### Excerpt
Begin

So, the question then, given the situation in the Middle East, is it in the best interest of the US to do things that have them seeking solace and partners (allies they feel they can depend on?) elsewhere?
Yeah, probably not. But that’s exactly what is going on. Interestingly it is Tom Brokaw who brought the situation to our attention:
After remarking on the difficulty of establishing democracy in the Middle East, Brokaw said that Defense Secretary Robert Gates “will face some tough questions in this region about the American intentions going on now with all this new turmoil, especially in an area where the United States has such big stakes politically and economically.”
“And a lot of those questions presumably will come from King Abdullah of Saudi Arabia,” reported Brokaw on the Nightly News. “I was told on the way in here that the Saudis are so unhappy with the Obama administration for the way it pushed out President Mubarak of Egypt that it sent high level emissaries to China and Russia to tell those two countries that Saudi Arabia now is prepared to do more business with them.”
All of this stems from how the Obama administration handled Egypt. And it has caused Saudi Arabia to doubt the sincerity of the relationship between the US and the kingdom.

End

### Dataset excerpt
Begin

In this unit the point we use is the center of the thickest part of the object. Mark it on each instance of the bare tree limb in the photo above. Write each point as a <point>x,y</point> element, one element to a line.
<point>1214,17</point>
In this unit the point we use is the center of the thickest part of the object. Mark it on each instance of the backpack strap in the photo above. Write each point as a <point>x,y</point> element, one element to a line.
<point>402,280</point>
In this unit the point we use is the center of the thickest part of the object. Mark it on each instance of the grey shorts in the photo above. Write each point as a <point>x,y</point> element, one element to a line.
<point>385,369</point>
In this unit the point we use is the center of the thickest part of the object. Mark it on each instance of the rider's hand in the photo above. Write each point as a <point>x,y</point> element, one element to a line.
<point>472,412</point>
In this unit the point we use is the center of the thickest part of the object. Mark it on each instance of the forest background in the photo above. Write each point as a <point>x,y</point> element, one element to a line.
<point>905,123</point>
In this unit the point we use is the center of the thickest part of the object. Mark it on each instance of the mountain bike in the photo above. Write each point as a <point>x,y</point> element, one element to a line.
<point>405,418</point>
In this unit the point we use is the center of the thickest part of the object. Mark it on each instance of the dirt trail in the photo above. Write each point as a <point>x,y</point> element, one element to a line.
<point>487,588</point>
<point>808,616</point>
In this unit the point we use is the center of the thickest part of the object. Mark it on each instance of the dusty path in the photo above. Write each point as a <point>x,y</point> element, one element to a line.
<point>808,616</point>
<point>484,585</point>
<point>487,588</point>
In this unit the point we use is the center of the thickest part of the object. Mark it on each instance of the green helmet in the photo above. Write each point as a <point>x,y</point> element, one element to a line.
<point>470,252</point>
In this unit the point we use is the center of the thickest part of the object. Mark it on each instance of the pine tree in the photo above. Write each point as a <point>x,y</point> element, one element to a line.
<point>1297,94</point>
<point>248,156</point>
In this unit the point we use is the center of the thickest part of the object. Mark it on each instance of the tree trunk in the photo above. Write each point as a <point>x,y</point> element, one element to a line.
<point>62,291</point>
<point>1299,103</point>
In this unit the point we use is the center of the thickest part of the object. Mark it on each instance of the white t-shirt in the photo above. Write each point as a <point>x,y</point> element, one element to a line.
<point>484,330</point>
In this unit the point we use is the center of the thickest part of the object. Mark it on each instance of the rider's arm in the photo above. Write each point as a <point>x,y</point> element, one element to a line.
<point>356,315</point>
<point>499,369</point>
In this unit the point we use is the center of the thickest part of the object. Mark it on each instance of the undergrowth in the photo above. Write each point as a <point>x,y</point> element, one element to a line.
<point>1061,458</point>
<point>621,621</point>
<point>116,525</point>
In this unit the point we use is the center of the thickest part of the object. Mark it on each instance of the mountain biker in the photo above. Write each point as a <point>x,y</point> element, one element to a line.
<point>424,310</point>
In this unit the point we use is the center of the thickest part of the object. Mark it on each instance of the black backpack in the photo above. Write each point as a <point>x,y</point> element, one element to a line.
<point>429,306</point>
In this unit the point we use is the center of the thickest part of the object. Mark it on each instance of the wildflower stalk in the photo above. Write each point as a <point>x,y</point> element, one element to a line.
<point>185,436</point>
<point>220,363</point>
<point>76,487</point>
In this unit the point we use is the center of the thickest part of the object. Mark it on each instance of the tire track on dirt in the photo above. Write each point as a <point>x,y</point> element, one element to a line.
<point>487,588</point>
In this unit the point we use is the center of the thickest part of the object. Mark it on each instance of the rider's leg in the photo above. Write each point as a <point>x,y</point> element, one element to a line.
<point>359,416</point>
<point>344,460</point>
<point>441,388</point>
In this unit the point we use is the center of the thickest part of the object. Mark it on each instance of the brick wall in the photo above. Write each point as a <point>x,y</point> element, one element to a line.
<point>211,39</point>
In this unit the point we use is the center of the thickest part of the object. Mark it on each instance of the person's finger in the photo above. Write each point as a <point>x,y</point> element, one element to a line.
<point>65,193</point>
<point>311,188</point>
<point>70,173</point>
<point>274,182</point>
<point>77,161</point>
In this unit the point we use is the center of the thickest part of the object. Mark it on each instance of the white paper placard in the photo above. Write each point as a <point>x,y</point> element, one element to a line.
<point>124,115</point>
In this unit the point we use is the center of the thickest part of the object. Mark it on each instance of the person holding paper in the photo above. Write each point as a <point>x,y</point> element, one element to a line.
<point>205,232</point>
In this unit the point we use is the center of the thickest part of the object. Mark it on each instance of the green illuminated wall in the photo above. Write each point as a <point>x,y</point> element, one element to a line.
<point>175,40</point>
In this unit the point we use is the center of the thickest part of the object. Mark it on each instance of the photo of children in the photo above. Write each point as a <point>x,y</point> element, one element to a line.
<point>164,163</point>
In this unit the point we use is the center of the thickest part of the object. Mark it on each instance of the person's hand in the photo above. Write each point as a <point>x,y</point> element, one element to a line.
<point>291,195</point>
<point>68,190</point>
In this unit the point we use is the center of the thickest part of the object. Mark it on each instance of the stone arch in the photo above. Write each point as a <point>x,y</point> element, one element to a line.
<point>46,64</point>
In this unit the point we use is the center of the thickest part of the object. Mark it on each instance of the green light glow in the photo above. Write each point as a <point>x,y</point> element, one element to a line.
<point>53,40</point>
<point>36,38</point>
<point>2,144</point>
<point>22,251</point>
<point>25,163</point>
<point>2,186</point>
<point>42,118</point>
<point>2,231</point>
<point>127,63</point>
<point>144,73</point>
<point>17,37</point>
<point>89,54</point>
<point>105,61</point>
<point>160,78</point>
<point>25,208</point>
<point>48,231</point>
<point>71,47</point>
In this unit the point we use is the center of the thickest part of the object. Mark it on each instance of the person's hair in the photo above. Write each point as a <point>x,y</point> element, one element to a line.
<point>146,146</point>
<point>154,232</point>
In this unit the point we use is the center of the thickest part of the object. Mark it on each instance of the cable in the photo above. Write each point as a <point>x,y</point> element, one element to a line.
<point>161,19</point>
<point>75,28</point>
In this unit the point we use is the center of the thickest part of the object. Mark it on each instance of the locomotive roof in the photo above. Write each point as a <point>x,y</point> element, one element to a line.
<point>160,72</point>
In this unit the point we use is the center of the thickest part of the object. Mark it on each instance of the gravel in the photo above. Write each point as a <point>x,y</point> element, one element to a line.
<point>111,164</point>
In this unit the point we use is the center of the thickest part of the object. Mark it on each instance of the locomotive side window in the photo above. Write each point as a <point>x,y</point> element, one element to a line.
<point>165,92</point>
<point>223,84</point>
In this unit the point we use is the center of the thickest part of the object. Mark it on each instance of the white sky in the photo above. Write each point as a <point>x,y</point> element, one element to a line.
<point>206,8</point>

End

### Job
Name every country mentioned in the excerpt on the Middle East, counting each country once even if it appears under more than one name.

### Reply to the exercise
United States (also called the US), Saudi Arabia, Egypt, China, Russia